(Passage to read)
==*==
Deploy a HDInsight Managed Kafka with Kafka connect standalone
In this section we would deploy an HDInsight Managed Kafka cluster with two edge nodes inside a Virtual Network and then enable Kafka Connect in standalone mode on one of those edge nodes.
- Click on the Deploy to Azure Button to start the deployment process
-
On the Custom deployment template populate the fields as described below. Leave the rest of their fields at their default entries
- Resource Group : Choose a previously created resource group from the dropdown
- Location : Automatically populated based on the Resource Group location
- Cluster Name : Enter a cluster name( or one is created by default)
- Cluster Login Name: Create a administrator name for the Kafka Cluster( example : admin)
- Cluster Login Password: Create a administrator login password for the username chosen above
- SSH User Name: Create an SSH username for the cluster
- SSH Password: Create an SSH password for the username chosen above
-
Check he box titled “I agree to the terms and conditions stated above” and click on Purchase.
-
Wait till the deployment completes and you get the Your Deployment is Complete message and then click on Go to resource.
- On the Resource group explore the various components created as part of the Deployment . Click on the HDInsight Cluster to open the cluster page.
- On the HDInsight cluster page click on the SSH+Cluster login blade on the left and get the hostname of the edge node that was deployed.
==*==
(Task prompt)
Answer these from the Kafka deployment text:
1. How many edge nodes does the deployed cluster have?
2. How does the Location field get its value?
3. Which blade on the HDInsight cluster page shows the hostname of the edge node?
Draw only on the Kafka deployment text.

(Records supplied)
==*==
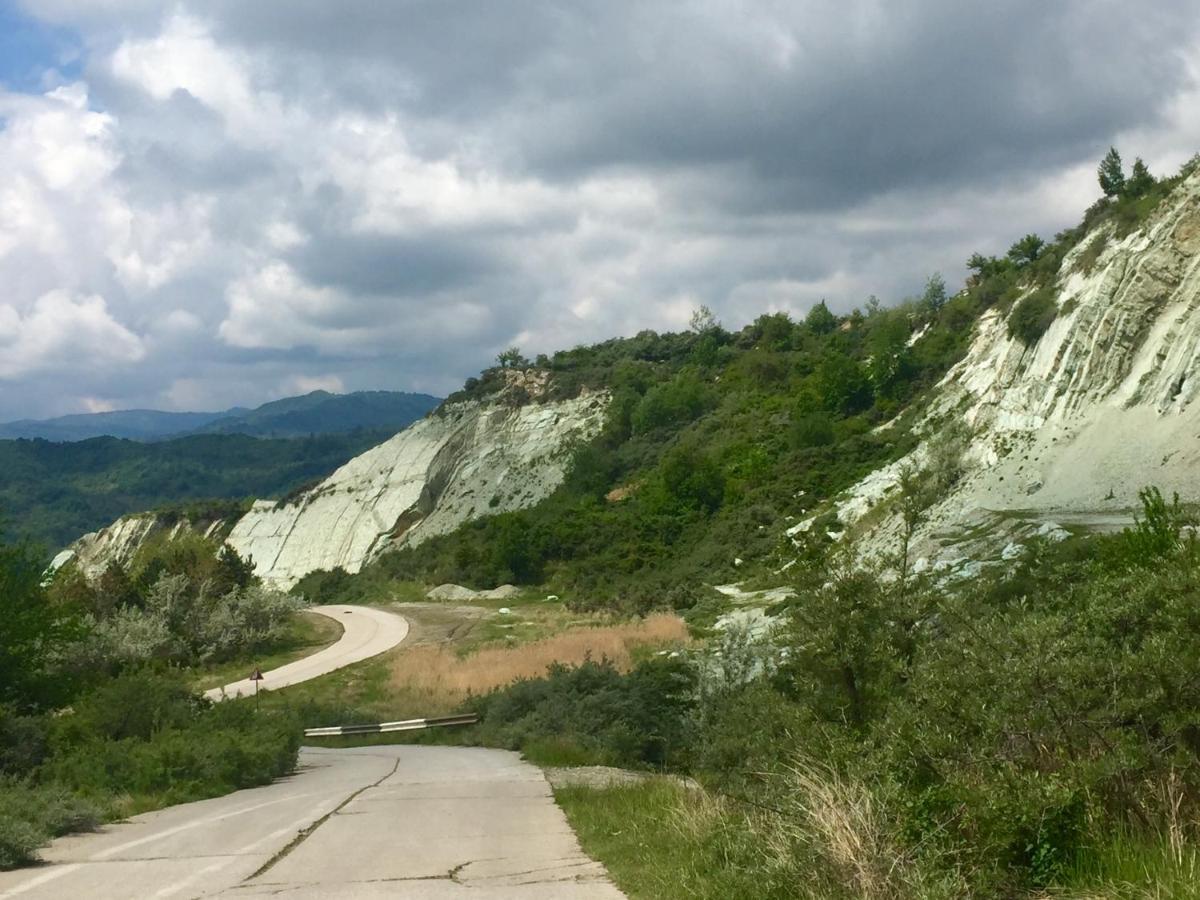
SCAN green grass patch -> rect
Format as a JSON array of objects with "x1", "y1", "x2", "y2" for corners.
==*==
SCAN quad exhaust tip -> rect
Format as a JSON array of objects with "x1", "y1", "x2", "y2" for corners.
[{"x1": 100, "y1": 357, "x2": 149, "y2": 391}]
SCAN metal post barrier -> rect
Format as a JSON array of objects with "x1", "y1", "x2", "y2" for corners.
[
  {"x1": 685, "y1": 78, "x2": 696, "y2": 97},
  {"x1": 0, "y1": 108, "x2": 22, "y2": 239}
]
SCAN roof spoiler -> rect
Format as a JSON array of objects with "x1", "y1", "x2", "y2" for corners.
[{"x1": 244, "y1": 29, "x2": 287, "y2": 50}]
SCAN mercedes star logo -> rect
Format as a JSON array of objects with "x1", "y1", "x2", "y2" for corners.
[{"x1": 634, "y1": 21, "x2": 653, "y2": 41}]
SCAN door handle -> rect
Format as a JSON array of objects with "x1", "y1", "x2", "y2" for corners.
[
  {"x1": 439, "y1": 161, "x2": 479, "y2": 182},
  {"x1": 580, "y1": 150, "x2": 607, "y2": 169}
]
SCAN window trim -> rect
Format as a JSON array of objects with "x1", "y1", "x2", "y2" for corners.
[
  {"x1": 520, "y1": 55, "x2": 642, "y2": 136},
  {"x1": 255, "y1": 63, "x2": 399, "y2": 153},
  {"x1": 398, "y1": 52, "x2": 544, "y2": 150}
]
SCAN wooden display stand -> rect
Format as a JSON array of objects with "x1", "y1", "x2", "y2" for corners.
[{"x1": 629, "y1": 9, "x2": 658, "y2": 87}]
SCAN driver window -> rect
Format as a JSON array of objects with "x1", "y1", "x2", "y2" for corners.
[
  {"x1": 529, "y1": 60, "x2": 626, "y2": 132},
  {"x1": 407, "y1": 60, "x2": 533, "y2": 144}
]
==*==
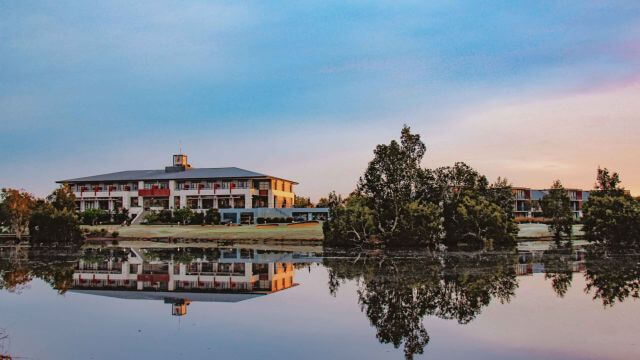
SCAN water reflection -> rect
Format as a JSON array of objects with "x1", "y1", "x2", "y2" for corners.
==*==
(Result for this exercise)
1. Two.
2. It is filled in automatically from the Resource Group's location.
3. The SSH+Cluster login blade.